Brief A ▸ Please reproduce the part of the news report on the Bahamas motorsports track starting with "By Geoffrey Brown" and going on through "sports tourism economy.".
Brief B ▸ According to the news report on the Bahamas motorsports track, what return does Dr Daniel Johnson expect for each dollar spent on the facility?

*** Opening of Document passage ***

By Geoffrey Brown
Nassau Guardian Business Reporter
NASSAU, Bahamas -- The Bahamas government has unveiled plans for a $10 million “world-class” motorsports track and complex in New Providence through a partnership with auto racing’s global governing body, in a bid to further promote the country’s sports tourism economy.
Dr Daniel Johnson
Minister of youth, sports and culture Dr Daniel Johnson announced the proposed track along with global and regional directors of the Fédération Internationale de l’Automobile (FIA), stating that the track is expected to be used year-round. He said he expects that a “five to one” return can be achieved for each dollar spent on the facility.
“We are committed to building a world-class track again… We’re going to rebuild a world-class racing track for motorsports in The Bahamas that will have multiple uses: motorcycles, drag races, dirt racing, all sorts of races.
“We want to put The Bahamas on the world motorsports tour. Same model, same place. This will be a fantastic opportunity for Bahamians,” stated Johnson, adding that the government would use May’s International Association of Athletics Federation (IAAF) World Relays as a blueprint for future sports tourism endeavours, including the proposed FIA track.

*** Close of Document passage ***
*** Opening of Excerpted data ***

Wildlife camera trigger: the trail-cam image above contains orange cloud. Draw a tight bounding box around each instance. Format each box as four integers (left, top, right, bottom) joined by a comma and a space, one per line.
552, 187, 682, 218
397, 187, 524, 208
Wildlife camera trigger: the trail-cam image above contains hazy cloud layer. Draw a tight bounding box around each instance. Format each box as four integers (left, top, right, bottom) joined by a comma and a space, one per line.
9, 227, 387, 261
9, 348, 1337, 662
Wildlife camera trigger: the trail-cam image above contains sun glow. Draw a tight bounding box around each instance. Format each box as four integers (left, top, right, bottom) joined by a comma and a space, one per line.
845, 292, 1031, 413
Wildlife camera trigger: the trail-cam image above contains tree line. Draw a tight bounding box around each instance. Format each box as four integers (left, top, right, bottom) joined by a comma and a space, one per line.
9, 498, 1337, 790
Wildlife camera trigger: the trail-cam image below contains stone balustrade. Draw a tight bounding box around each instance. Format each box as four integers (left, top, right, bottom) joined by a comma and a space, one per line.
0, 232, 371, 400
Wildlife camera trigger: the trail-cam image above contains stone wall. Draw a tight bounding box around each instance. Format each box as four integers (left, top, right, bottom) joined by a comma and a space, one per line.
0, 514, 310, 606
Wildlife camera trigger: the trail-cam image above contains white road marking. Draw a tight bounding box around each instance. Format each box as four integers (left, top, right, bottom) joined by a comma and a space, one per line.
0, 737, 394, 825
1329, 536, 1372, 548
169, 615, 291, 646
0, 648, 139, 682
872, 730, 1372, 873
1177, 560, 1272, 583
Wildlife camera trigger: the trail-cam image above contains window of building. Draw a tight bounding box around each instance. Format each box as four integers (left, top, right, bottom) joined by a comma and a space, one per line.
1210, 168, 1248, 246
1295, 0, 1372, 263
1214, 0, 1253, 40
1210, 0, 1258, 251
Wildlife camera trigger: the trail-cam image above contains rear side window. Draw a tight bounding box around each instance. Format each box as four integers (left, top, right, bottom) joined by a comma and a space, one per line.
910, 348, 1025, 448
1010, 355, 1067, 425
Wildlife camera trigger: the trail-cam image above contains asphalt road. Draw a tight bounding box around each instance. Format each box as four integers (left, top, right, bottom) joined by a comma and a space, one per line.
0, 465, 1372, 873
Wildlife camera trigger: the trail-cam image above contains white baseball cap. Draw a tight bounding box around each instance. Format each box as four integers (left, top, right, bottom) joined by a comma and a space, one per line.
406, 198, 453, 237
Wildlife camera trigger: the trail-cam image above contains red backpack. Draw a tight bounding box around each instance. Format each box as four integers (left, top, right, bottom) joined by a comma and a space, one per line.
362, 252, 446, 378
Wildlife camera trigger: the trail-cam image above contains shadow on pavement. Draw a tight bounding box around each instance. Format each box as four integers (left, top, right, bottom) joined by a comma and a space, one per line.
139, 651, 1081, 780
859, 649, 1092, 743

*** Close of Excerpted data ***

Worked solution A ▸
By Geoffrey Brown
Nassau Guardian Business Reporter
NASSAU, Bahamas -- The Bahamas government has unveiled plans for a $10 million “world-class” motorsports track and complex in New Providence through a partnership with auto racing’s global governing body, in a bid to further promote the country’s sports tourism economy.

Worked solution B ▸ A "five to one" return.